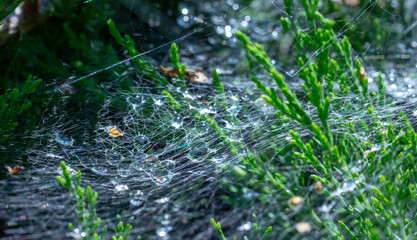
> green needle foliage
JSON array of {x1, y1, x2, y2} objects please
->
[
  {"x1": 209, "y1": 0, "x2": 417, "y2": 239},
  {"x1": 0, "y1": 0, "x2": 22, "y2": 22},
  {"x1": 211, "y1": 218, "x2": 227, "y2": 240},
  {"x1": 0, "y1": 75, "x2": 41, "y2": 143},
  {"x1": 169, "y1": 43, "x2": 187, "y2": 88},
  {"x1": 160, "y1": 43, "x2": 292, "y2": 239},
  {"x1": 50, "y1": 1, "x2": 417, "y2": 239},
  {"x1": 212, "y1": 69, "x2": 225, "y2": 94},
  {"x1": 107, "y1": 19, "x2": 168, "y2": 86},
  {"x1": 57, "y1": 161, "x2": 136, "y2": 240}
]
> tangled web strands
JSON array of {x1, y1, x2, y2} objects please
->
[
  {"x1": 3, "y1": 83, "x2": 277, "y2": 239},
  {"x1": 4, "y1": 77, "x2": 417, "y2": 240}
]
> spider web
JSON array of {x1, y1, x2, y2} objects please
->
[{"x1": 2, "y1": 0, "x2": 417, "y2": 239}]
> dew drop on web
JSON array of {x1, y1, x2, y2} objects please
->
[
  {"x1": 91, "y1": 165, "x2": 107, "y2": 175},
  {"x1": 54, "y1": 134, "x2": 74, "y2": 146},
  {"x1": 171, "y1": 116, "x2": 183, "y2": 129},
  {"x1": 117, "y1": 158, "x2": 131, "y2": 177},
  {"x1": 129, "y1": 190, "x2": 146, "y2": 207},
  {"x1": 132, "y1": 135, "x2": 149, "y2": 151},
  {"x1": 105, "y1": 150, "x2": 123, "y2": 165},
  {"x1": 126, "y1": 95, "x2": 145, "y2": 109},
  {"x1": 115, "y1": 184, "x2": 129, "y2": 192},
  {"x1": 156, "y1": 227, "x2": 170, "y2": 238},
  {"x1": 153, "y1": 97, "x2": 165, "y2": 106}
]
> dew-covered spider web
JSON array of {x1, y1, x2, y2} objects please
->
[{"x1": 2, "y1": 0, "x2": 417, "y2": 239}]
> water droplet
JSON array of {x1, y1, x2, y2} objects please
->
[
  {"x1": 91, "y1": 165, "x2": 107, "y2": 174},
  {"x1": 126, "y1": 95, "x2": 144, "y2": 109},
  {"x1": 146, "y1": 162, "x2": 157, "y2": 172},
  {"x1": 55, "y1": 134, "x2": 74, "y2": 146},
  {"x1": 243, "y1": 191, "x2": 258, "y2": 199},
  {"x1": 216, "y1": 26, "x2": 225, "y2": 35},
  {"x1": 155, "y1": 197, "x2": 169, "y2": 204},
  {"x1": 227, "y1": 104, "x2": 241, "y2": 117},
  {"x1": 182, "y1": 91, "x2": 194, "y2": 100},
  {"x1": 227, "y1": 131, "x2": 243, "y2": 143},
  {"x1": 177, "y1": 15, "x2": 194, "y2": 28},
  {"x1": 251, "y1": 120, "x2": 263, "y2": 127},
  {"x1": 161, "y1": 214, "x2": 171, "y2": 225},
  {"x1": 199, "y1": 107, "x2": 216, "y2": 114},
  {"x1": 196, "y1": 122, "x2": 209, "y2": 134},
  {"x1": 133, "y1": 135, "x2": 150, "y2": 151},
  {"x1": 211, "y1": 154, "x2": 226, "y2": 164},
  {"x1": 238, "y1": 149, "x2": 247, "y2": 157},
  {"x1": 181, "y1": 8, "x2": 188, "y2": 15},
  {"x1": 105, "y1": 151, "x2": 123, "y2": 165},
  {"x1": 238, "y1": 221, "x2": 252, "y2": 231},
  {"x1": 187, "y1": 148, "x2": 208, "y2": 162},
  {"x1": 254, "y1": 97, "x2": 274, "y2": 114},
  {"x1": 224, "y1": 120, "x2": 241, "y2": 130},
  {"x1": 319, "y1": 201, "x2": 335, "y2": 213},
  {"x1": 331, "y1": 177, "x2": 363, "y2": 197},
  {"x1": 156, "y1": 227, "x2": 168, "y2": 237},
  {"x1": 171, "y1": 117, "x2": 183, "y2": 129},
  {"x1": 115, "y1": 184, "x2": 129, "y2": 192},
  {"x1": 130, "y1": 153, "x2": 148, "y2": 171},
  {"x1": 130, "y1": 190, "x2": 146, "y2": 207},
  {"x1": 272, "y1": 31, "x2": 278, "y2": 39},
  {"x1": 154, "y1": 98, "x2": 165, "y2": 106},
  {"x1": 161, "y1": 160, "x2": 175, "y2": 170},
  {"x1": 154, "y1": 171, "x2": 173, "y2": 186},
  {"x1": 46, "y1": 153, "x2": 64, "y2": 159},
  {"x1": 111, "y1": 176, "x2": 120, "y2": 185},
  {"x1": 117, "y1": 159, "x2": 131, "y2": 177}
]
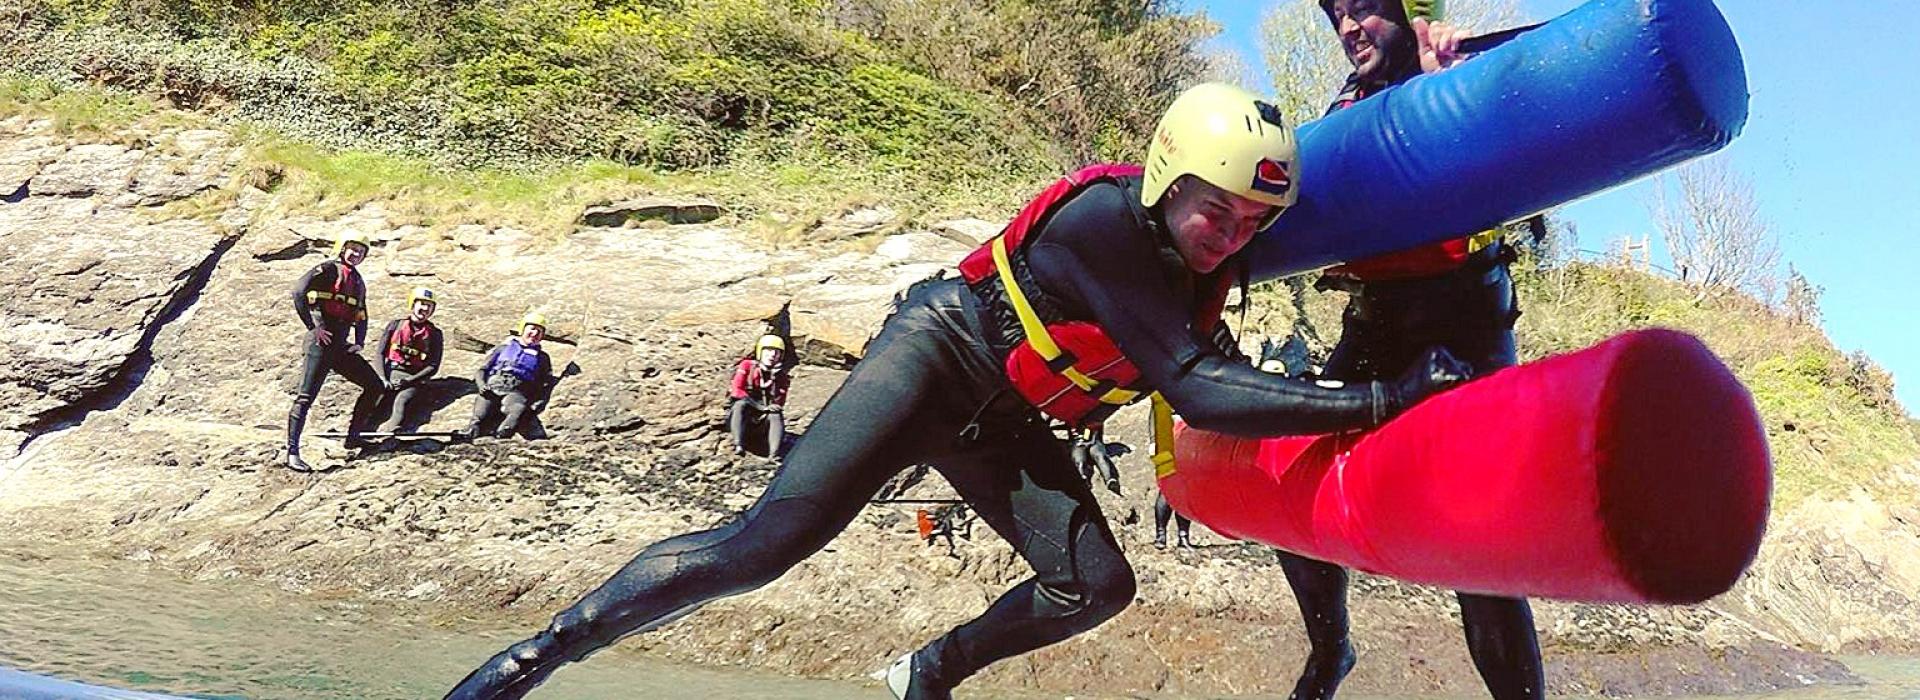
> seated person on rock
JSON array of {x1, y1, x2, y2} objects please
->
[
  {"x1": 728, "y1": 333, "x2": 793, "y2": 457},
  {"x1": 364, "y1": 287, "x2": 445, "y2": 446},
  {"x1": 461, "y1": 312, "x2": 557, "y2": 441}
]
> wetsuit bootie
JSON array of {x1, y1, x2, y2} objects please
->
[
  {"x1": 1153, "y1": 532, "x2": 1167, "y2": 550},
  {"x1": 1177, "y1": 533, "x2": 1194, "y2": 549},
  {"x1": 881, "y1": 649, "x2": 954, "y2": 700},
  {"x1": 1289, "y1": 641, "x2": 1357, "y2": 700},
  {"x1": 285, "y1": 451, "x2": 313, "y2": 473}
]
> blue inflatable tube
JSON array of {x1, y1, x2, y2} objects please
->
[
  {"x1": 1244, "y1": 0, "x2": 1748, "y2": 280},
  {"x1": 0, "y1": 667, "x2": 192, "y2": 699}
]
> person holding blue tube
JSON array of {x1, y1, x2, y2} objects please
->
[{"x1": 1273, "y1": 2, "x2": 1542, "y2": 699}]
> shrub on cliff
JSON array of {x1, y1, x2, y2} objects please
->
[{"x1": 11, "y1": 0, "x2": 1211, "y2": 183}]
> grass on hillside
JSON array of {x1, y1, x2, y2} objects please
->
[{"x1": 1, "y1": 77, "x2": 1035, "y2": 242}]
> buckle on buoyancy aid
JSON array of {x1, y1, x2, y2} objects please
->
[
  {"x1": 1044, "y1": 351, "x2": 1079, "y2": 375},
  {"x1": 305, "y1": 290, "x2": 362, "y2": 307}
]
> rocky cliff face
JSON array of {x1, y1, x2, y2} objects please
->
[{"x1": 1, "y1": 117, "x2": 1916, "y2": 697}]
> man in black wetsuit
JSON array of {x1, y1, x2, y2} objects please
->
[
  {"x1": 285, "y1": 232, "x2": 384, "y2": 472},
  {"x1": 443, "y1": 82, "x2": 1472, "y2": 700},
  {"x1": 1274, "y1": 2, "x2": 1543, "y2": 699}
]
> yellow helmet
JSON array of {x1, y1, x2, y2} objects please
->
[
  {"x1": 756, "y1": 334, "x2": 786, "y2": 353},
  {"x1": 1141, "y1": 83, "x2": 1299, "y2": 213},
  {"x1": 519, "y1": 311, "x2": 548, "y2": 333},
  {"x1": 409, "y1": 287, "x2": 438, "y2": 308},
  {"x1": 334, "y1": 231, "x2": 371, "y2": 258}
]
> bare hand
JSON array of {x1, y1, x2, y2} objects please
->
[
  {"x1": 312, "y1": 327, "x2": 333, "y2": 346},
  {"x1": 1413, "y1": 17, "x2": 1466, "y2": 73}
]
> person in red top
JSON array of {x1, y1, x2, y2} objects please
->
[
  {"x1": 1273, "y1": 2, "x2": 1542, "y2": 699},
  {"x1": 366, "y1": 287, "x2": 445, "y2": 440},
  {"x1": 728, "y1": 334, "x2": 793, "y2": 457}
]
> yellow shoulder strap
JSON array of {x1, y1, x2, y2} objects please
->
[
  {"x1": 1150, "y1": 393, "x2": 1177, "y2": 478},
  {"x1": 989, "y1": 237, "x2": 1140, "y2": 405},
  {"x1": 1466, "y1": 228, "x2": 1503, "y2": 253}
]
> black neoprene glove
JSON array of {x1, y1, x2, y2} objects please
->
[{"x1": 1374, "y1": 346, "x2": 1474, "y2": 425}]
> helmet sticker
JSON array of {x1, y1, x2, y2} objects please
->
[{"x1": 1252, "y1": 158, "x2": 1293, "y2": 196}]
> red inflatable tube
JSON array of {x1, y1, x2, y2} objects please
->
[{"x1": 1158, "y1": 329, "x2": 1771, "y2": 604}]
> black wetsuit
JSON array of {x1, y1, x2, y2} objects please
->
[
  {"x1": 444, "y1": 176, "x2": 1455, "y2": 700},
  {"x1": 1275, "y1": 58, "x2": 1543, "y2": 700},
  {"x1": 1068, "y1": 426, "x2": 1119, "y2": 494},
  {"x1": 466, "y1": 340, "x2": 555, "y2": 439},
  {"x1": 287, "y1": 260, "x2": 382, "y2": 456},
  {"x1": 372, "y1": 318, "x2": 444, "y2": 433}
]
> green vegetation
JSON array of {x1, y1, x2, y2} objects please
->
[
  {"x1": 0, "y1": 75, "x2": 158, "y2": 137},
  {"x1": 4, "y1": 0, "x2": 1211, "y2": 232},
  {"x1": 1511, "y1": 256, "x2": 1915, "y2": 506},
  {"x1": 7, "y1": 0, "x2": 1208, "y2": 186}
]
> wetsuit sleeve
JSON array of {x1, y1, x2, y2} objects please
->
[
  {"x1": 353, "y1": 280, "x2": 369, "y2": 347},
  {"x1": 531, "y1": 351, "x2": 557, "y2": 404},
  {"x1": 772, "y1": 370, "x2": 790, "y2": 408},
  {"x1": 421, "y1": 327, "x2": 443, "y2": 381},
  {"x1": 476, "y1": 346, "x2": 499, "y2": 386},
  {"x1": 1026, "y1": 185, "x2": 1382, "y2": 436},
  {"x1": 376, "y1": 320, "x2": 398, "y2": 383},
  {"x1": 290, "y1": 263, "x2": 327, "y2": 330}
]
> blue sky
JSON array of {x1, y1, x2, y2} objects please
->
[{"x1": 1195, "y1": 0, "x2": 1920, "y2": 415}]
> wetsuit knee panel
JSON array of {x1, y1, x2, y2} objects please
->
[{"x1": 1036, "y1": 556, "x2": 1135, "y2": 622}]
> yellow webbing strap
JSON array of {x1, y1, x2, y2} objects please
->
[
  {"x1": 305, "y1": 291, "x2": 362, "y2": 308},
  {"x1": 1150, "y1": 393, "x2": 1177, "y2": 478},
  {"x1": 1465, "y1": 228, "x2": 1503, "y2": 253},
  {"x1": 990, "y1": 237, "x2": 1139, "y2": 405}
]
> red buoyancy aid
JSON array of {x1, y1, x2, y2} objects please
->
[
  {"x1": 386, "y1": 320, "x2": 434, "y2": 370},
  {"x1": 307, "y1": 262, "x2": 367, "y2": 323},
  {"x1": 959, "y1": 164, "x2": 1235, "y2": 428}
]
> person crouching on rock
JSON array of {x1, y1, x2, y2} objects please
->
[
  {"x1": 460, "y1": 312, "x2": 557, "y2": 441},
  {"x1": 365, "y1": 287, "x2": 445, "y2": 447},
  {"x1": 285, "y1": 232, "x2": 384, "y2": 472},
  {"x1": 443, "y1": 83, "x2": 1470, "y2": 700},
  {"x1": 728, "y1": 333, "x2": 792, "y2": 458}
]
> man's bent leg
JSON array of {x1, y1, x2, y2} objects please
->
[{"x1": 910, "y1": 428, "x2": 1135, "y2": 696}]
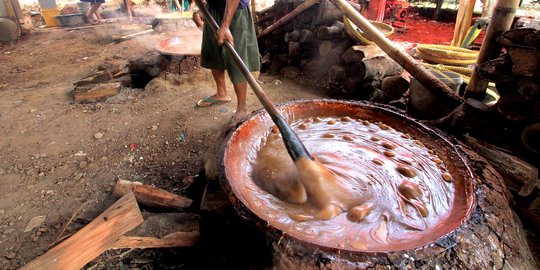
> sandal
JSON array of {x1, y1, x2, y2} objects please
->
[{"x1": 196, "y1": 96, "x2": 232, "y2": 107}]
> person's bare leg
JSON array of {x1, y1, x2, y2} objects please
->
[
  {"x1": 86, "y1": 3, "x2": 100, "y2": 23},
  {"x1": 209, "y1": 69, "x2": 230, "y2": 100},
  {"x1": 94, "y1": 3, "x2": 103, "y2": 22},
  {"x1": 232, "y1": 81, "x2": 248, "y2": 122}
]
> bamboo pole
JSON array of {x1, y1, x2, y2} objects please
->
[
  {"x1": 257, "y1": 0, "x2": 320, "y2": 39},
  {"x1": 331, "y1": 0, "x2": 464, "y2": 108},
  {"x1": 451, "y1": 0, "x2": 476, "y2": 47},
  {"x1": 251, "y1": 0, "x2": 258, "y2": 23},
  {"x1": 465, "y1": 0, "x2": 520, "y2": 98}
]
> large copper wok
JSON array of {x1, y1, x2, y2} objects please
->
[{"x1": 219, "y1": 99, "x2": 475, "y2": 256}]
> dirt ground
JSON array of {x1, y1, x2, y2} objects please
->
[{"x1": 0, "y1": 23, "x2": 325, "y2": 269}]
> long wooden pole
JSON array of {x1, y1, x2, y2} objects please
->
[
  {"x1": 194, "y1": 0, "x2": 312, "y2": 161},
  {"x1": 465, "y1": 0, "x2": 520, "y2": 99},
  {"x1": 257, "y1": 0, "x2": 320, "y2": 39},
  {"x1": 331, "y1": 0, "x2": 464, "y2": 108},
  {"x1": 451, "y1": 0, "x2": 476, "y2": 47}
]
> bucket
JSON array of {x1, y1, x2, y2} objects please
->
[
  {"x1": 408, "y1": 68, "x2": 463, "y2": 120},
  {"x1": 41, "y1": 8, "x2": 60, "y2": 27}
]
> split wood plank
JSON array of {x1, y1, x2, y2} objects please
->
[
  {"x1": 73, "y1": 82, "x2": 121, "y2": 103},
  {"x1": 21, "y1": 193, "x2": 144, "y2": 270},
  {"x1": 111, "y1": 231, "x2": 199, "y2": 249},
  {"x1": 465, "y1": 0, "x2": 520, "y2": 98},
  {"x1": 112, "y1": 179, "x2": 193, "y2": 210}
]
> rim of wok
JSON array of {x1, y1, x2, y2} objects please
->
[{"x1": 219, "y1": 99, "x2": 476, "y2": 257}]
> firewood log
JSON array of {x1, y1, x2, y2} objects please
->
[
  {"x1": 521, "y1": 122, "x2": 540, "y2": 154},
  {"x1": 502, "y1": 28, "x2": 536, "y2": 44},
  {"x1": 284, "y1": 29, "x2": 301, "y2": 42},
  {"x1": 111, "y1": 213, "x2": 200, "y2": 249},
  {"x1": 315, "y1": 20, "x2": 345, "y2": 39},
  {"x1": 298, "y1": 29, "x2": 318, "y2": 46},
  {"x1": 349, "y1": 56, "x2": 403, "y2": 81},
  {"x1": 21, "y1": 193, "x2": 144, "y2": 270},
  {"x1": 534, "y1": 100, "x2": 540, "y2": 121},
  {"x1": 341, "y1": 47, "x2": 365, "y2": 64},
  {"x1": 497, "y1": 94, "x2": 532, "y2": 122},
  {"x1": 476, "y1": 54, "x2": 513, "y2": 83},
  {"x1": 288, "y1": 41, "x2": 302, "y2": 57},
  {"x1": 328, "y1": 65, "x2": 347, "y2": 82},
  {"x1": 517, "y1": 77, "x2": 540, "y2": 100},
  {"x1": 524, "y1": 30, "x2": 540, "y2": 48},
  {"x1": 425, "y1": 98, "x2": 492, "y2": 134},
  {"x1": 112, "y1": 179, "x2": 192, "y2": 210},
  {"x1": 381, "y1": 75, "x2": 409, "y2": 101},
  {"x1": 507, "y1": 45, "x2": 538, "y2": 77}
]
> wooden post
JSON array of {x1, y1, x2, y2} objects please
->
[
  {"x1": 257, "y1": 0, "x2": 320, "y2": 39},
  {"x1": 330, "y1": 0, "x2": 464, "y2": 108},
  {"x1": 21, "y1": 193, "x2": 144, "y2": 270},
  {"x1": 450, "y1": 0, "x2": 476, "y2": 47},
  {"x1": 465, "y1": 0, "x2": 520, "y2": 99},
  {"x1": 251, "y1": 0, "x2": 257, "y2": 23},
  {"x1": 123, "y1": 0, "x2": 132, "y2": 21}
]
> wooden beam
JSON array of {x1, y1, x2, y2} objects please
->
[
  {"x1": 21, "y1": 193, "x2": 144, "y2": 270},
  {"x1": 465, "y1": 0, "x2": 520, "y2": 98},
  {"x1": 451, "y1": 0, "x2": 476, "y2": 47},
  {"x1": 112, "y1": 179, "x2": 193, "y2": 210}
]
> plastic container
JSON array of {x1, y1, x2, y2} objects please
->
[
  {"x1": 55, "y1": 14, "x2": 85, "y2": 27},
  {"x1": 408, "y1": 68, "x2": 463, "y2": 120},
  {"x1": 41, "y1": 8, "x2": 60, "y2": 27}
]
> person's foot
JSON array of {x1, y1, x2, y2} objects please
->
[
  {"x1": 232, "y1": 108, "x2": 248, "y2": 123},
  {"x1": 196, "y1": 94, "x2": 232, "y2": 107}
]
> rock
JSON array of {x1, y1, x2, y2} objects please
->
[
  {"x1": 24, "y1": 216, "x2": 46, "y2": 232},
  {"x1": 151, "y1": 125, "x2": 158, "y2": 131},
  {"x1": 0, "y1": 209, "x2": 4, "y2": 216},
  {"x1": 79, "y1": 161, "x2": 88, "y2": 169},
  {"x1": 0, "y1": 18, "x2": 20, "y2": 43},
  {"x1": 45, "y1": 190, "x2": 54, "y2": 195},
  {"x1": 4, "y1": 251, "x2": 16, "y2": 260},
  {"x1": 94, "y1": 132, "x2": 103, "y2": 140},
  {"x1": 3, "y1": 228, "x2": 15, "y2": 235},
  {"x1": 274, "y1": 79, "x2": 283, "y2": 85},
  {"x1": 73, "y1": 172, "x2": 84, "y2": 180}
]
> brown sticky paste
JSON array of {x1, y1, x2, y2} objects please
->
[{"x1": 251, "y1": 116, "x2": 455, "y2": 249}]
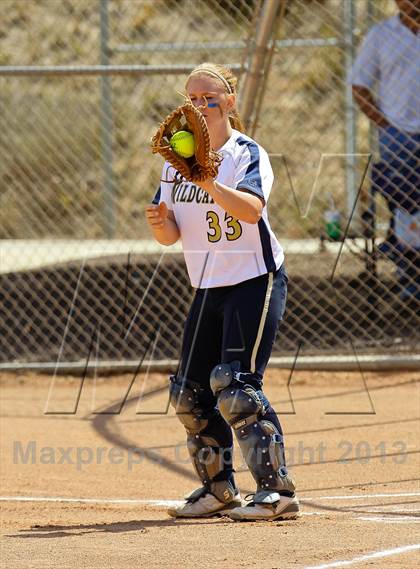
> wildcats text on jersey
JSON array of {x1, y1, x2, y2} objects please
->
[
  {"x1": 155, "y1": 130, "x2": 284, "y2": 288},
  {"x1": 171, "y1": 180, "x2": 215, "y2": 205}
]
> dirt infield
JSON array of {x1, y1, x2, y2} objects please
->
[{"x1": 1, "y1": 369, "x2": 419, "y2": 568}]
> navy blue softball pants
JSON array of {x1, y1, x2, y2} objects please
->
[{"x1": 177, "y1": 264, "x2": 289, "y2": 482}]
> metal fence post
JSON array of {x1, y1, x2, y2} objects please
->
[
  {"x1": 344, "y1": 0, "x2": 357, "y2": 227},
  {"x1": 239, "y1": 0, "x2": 282, "y2": 131},
  {"x1": 367, "y1": 0, "x2": 378, "y2": 159},
  {"x1": 99, "y1": 0, "x2": 116, "y2": 238}
]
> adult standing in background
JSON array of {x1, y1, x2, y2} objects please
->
[{"x1": 351, "y1": 0, "x2": 420, "y2": 300}]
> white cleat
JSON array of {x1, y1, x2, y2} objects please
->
[
  {"x1": 228, "y1": 492, "x2": 300, "y2": 521},
  {"x1": 167, "y1": 487, "x2": 242, "y2": 519}
]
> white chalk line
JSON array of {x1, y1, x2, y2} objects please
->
[
  {"x1": 357, "y1": 504, "x2": 420, "y2": 512},
  {"x1": 302, "y1": 491, "x2": 420, "y2": 524},
  {"x1": 2, "y1": 490, "x2": 419, "y2": 505},
  {"x1": 3, "y1": 494, "x2": 419, "y2": 567},
  {"x1": 303, "y1": 543, "x2": 420, "y2": 568},
  {"x1": 2, "y1": 491, "x2": 420, "y2": 525},
  {"x1": 0, "y1": 496, "x2": 183, "y2": 507},
  {"x1": 302, "y1": 491, "x2": 420, "y2": 501},
  {"x1": 356, "y1": 516, "x2": 420, "y2": 524},
  {"x1": 386, "y1": 506, "x2": 420, "y2": 512},
  {"x1": 0, "y1": 495, "x2": 328, "y2": 517},
  {"x1": 1, "y1": 491, "x2": 419, "y2": 508}
]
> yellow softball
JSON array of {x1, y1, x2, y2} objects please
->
[{"x1": 170, "y1": 130, "x2": 195, "y2": 159}]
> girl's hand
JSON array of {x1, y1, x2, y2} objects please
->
[{"x1": 145, "y1": 201, "x2": 169, "y2": 229}]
···
WHAT THE EXERCISE ASKS:
Give the number of lines above that contain the word "strap", with no other text.

YOUR RESPONSE:
2